Book: Philosophical Dictionary
Overview
Voltaire's Philosophical Dictionary (1764) is a compact, alphabetically arranged series of essays that distills his mature Enlightenment outlook into sharp, provocative entries. Published anonymously and quickly banned, it circulated widely and was repeatedly expanded. The work champions reason, historical criticism, and humane reform while lampooning superstition and fanaticism across confessions. Its portability and wit made complex debates accessible to a broad readership and turned the dictionary form into a weapon for cultural change.
Form and Method
Eschewing systematic treatises, Voltaire advances ideas through brief articles that mix anecdote, philology, satire, and moral reflection. The alphabetical format masks a coherent method: compare sources, prefer observation to authority, and expose contradictions by juxtaposing doctrines with their historical effects. He draws on Locke's empiricism and Newtonian science while keeping a stylus dipped in irony; the tone is urbane but edged, designed to puncture pretension rather than build a closed system.
Religion, Superstition, and Toleration
Religious topics dominate. Voltaire separates a sparse natural religion, belief in a creator inferred from the order of nature, from revealed religions, which he subjects to textual scrutiny and moral tests. Miracles, prophecies, and scriptural literalism are treated with skepticism; priestcraft and the alliance of altar and throne are indicted for nurturing persecution. Fanaticism is the great public vice: it corrupts conscience, justifies cruelty, and breeds civil discord. Against it, he advocates toleration as both a moral imperative and a political necessity. The dictionary returns repeatedly to notorious miscarriages of justice, such as the Calas affair, to argue that a plural society stabilizes itself when conscience is free and law is impartial.
Knowledge, Science, and Limits
The entries praise experimental inquiry and clear reasoning, mock scholastic jargon, and deflate metaphysical grandiosity. Voltaire rejects systems that explain everything, Leibnizian optimism and monads are prime targets, and insists on the modesty of probable knowledge. He favors practical enlightenment: support for smallpox inoculation, admiration for useful arts, and esteem for those who test nature rather than spin abstractions. On the soul, free will, and immortality, he tends toward cautious deism and moral utility, affirming responsibility while doubting the pretensions of dogmatic metaphysics.

** Objective 1 **
Report how many lines in the rows contain the string "mountains", matching case exactly, and give only that number.
The passage on the Philosophical Dictionary has no connection to the rows that follow it.

** Input data **
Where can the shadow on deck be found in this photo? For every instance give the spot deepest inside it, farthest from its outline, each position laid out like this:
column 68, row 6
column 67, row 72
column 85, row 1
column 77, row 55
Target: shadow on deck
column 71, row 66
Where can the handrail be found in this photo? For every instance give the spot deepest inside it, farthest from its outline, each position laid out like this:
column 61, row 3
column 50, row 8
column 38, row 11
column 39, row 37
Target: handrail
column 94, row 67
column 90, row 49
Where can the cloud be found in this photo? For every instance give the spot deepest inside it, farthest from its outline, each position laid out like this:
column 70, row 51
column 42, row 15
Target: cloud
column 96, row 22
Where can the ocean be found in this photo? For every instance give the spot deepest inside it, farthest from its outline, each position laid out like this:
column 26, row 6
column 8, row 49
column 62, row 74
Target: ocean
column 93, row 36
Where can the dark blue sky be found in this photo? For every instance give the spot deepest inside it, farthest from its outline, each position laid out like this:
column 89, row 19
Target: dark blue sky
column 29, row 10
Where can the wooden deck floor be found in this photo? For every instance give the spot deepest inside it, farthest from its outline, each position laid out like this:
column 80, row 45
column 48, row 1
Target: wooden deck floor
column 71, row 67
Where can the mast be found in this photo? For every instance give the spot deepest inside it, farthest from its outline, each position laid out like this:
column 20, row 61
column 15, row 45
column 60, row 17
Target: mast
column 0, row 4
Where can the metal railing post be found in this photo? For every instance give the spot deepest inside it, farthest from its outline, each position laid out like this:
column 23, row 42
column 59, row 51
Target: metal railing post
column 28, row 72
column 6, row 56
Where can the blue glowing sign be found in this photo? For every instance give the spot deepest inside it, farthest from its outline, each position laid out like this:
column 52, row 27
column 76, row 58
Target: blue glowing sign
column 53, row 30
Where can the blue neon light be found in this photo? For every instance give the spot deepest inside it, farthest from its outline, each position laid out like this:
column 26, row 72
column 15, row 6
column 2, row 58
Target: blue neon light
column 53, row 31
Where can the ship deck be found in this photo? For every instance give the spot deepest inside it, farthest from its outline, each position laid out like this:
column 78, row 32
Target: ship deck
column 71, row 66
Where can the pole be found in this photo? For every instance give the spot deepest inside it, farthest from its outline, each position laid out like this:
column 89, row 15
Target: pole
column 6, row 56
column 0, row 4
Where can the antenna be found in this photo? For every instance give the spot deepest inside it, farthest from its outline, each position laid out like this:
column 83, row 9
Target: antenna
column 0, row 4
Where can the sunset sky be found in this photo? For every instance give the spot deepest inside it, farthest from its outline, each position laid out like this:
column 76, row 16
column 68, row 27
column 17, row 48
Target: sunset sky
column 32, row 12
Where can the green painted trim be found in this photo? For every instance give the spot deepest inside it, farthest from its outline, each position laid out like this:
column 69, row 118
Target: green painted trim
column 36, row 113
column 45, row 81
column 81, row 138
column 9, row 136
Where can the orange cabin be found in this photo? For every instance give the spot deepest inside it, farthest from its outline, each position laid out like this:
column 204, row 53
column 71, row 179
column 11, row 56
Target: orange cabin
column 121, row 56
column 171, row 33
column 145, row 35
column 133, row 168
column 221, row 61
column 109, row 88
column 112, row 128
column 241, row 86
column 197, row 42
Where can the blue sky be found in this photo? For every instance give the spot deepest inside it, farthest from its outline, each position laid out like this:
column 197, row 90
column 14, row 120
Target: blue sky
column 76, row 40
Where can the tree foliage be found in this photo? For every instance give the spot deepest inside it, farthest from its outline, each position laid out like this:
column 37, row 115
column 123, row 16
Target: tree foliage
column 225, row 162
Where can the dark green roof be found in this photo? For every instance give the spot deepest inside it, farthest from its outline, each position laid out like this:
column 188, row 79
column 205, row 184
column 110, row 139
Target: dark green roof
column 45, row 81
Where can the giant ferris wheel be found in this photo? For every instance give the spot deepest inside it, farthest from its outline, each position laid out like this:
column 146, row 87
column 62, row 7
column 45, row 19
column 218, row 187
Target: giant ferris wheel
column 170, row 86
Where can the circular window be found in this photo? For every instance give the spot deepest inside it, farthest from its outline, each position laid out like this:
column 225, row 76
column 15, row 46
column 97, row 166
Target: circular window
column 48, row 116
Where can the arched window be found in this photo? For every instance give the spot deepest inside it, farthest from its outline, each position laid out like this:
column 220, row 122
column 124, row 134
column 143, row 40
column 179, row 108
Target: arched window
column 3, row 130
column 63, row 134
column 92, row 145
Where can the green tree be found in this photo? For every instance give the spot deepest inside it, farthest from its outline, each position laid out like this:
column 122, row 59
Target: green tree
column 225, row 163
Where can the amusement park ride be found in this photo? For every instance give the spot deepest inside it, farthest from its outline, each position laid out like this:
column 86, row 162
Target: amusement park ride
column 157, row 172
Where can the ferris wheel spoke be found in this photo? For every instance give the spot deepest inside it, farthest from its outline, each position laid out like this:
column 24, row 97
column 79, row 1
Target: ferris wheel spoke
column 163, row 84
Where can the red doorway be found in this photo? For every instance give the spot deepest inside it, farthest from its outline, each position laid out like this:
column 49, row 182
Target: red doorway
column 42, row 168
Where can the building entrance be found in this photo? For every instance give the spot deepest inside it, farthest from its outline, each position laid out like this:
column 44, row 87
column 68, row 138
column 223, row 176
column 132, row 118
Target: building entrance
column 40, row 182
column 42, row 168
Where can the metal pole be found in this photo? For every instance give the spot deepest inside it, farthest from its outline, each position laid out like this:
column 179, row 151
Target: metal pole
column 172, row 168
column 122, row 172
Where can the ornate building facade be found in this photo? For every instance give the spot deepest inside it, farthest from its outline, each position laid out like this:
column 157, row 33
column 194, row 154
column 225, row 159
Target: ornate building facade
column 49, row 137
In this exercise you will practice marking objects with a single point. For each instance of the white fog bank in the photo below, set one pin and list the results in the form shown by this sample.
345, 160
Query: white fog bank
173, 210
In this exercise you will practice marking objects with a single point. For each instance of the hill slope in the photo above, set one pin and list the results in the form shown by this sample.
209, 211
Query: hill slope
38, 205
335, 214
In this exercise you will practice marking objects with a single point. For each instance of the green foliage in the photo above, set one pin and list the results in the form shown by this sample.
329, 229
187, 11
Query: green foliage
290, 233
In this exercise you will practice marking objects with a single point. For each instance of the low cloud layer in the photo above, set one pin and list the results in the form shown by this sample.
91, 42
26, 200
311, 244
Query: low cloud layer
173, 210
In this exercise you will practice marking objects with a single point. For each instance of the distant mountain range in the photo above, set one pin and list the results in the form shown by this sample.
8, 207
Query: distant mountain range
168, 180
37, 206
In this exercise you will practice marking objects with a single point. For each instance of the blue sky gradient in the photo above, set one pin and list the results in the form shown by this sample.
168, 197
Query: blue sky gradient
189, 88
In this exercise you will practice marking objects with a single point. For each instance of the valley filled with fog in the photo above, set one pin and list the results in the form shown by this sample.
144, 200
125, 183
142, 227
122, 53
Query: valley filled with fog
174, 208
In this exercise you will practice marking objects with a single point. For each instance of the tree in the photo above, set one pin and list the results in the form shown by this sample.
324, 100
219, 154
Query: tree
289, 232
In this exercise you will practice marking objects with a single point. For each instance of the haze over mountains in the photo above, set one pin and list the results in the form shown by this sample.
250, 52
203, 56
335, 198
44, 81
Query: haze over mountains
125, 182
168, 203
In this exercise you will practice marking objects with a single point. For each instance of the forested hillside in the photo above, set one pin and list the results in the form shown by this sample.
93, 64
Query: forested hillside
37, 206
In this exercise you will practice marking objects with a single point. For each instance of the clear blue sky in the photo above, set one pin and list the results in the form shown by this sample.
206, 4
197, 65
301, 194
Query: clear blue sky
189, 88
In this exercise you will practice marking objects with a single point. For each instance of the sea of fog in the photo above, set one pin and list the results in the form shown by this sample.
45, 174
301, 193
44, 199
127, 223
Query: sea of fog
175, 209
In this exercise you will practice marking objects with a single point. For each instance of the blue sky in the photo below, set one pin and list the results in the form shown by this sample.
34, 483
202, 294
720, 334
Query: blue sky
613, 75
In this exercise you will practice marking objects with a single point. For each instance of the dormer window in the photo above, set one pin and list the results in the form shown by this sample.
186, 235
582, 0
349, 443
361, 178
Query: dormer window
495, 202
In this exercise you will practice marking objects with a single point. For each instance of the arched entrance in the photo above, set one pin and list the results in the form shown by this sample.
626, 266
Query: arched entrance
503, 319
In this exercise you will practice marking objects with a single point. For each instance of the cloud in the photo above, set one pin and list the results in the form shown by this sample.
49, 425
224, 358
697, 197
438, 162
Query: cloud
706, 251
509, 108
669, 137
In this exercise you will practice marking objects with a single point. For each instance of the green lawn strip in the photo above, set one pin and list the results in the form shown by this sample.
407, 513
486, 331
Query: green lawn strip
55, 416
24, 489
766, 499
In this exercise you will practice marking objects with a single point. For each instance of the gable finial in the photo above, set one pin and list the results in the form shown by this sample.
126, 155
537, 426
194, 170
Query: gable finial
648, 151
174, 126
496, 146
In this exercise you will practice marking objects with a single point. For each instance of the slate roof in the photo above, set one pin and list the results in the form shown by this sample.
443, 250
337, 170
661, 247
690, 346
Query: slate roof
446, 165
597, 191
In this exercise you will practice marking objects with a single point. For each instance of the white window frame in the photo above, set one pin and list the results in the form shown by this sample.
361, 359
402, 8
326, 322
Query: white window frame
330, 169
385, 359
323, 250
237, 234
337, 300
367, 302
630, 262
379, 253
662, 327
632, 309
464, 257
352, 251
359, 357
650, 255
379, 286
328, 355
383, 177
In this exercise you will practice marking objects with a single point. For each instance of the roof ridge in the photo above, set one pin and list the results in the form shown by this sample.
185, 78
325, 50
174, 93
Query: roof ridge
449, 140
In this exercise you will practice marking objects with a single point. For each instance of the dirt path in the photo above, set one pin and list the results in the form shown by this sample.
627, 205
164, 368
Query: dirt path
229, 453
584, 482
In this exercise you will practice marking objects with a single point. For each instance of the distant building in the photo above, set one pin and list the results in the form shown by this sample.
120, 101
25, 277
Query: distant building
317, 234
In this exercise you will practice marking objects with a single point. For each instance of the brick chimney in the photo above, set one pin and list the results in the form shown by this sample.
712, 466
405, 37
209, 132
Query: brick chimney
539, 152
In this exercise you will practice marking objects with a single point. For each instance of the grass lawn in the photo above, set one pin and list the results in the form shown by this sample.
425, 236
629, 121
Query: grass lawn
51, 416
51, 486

** Objective 2 **
Answer each item from the passage on the Philosophical Dictionary:
(a) In what year did the Philosophical Dictionary appear?
(b) Which affair does the dictionary return to as a notorious miscarriage of justice?
(c) Whose optimism does Voltaire single out as a prime target?

** Problem solution 1 **
2

** Problem solution 2 **
(a) 1764
(b) The Calas affair
(c) Leibniz's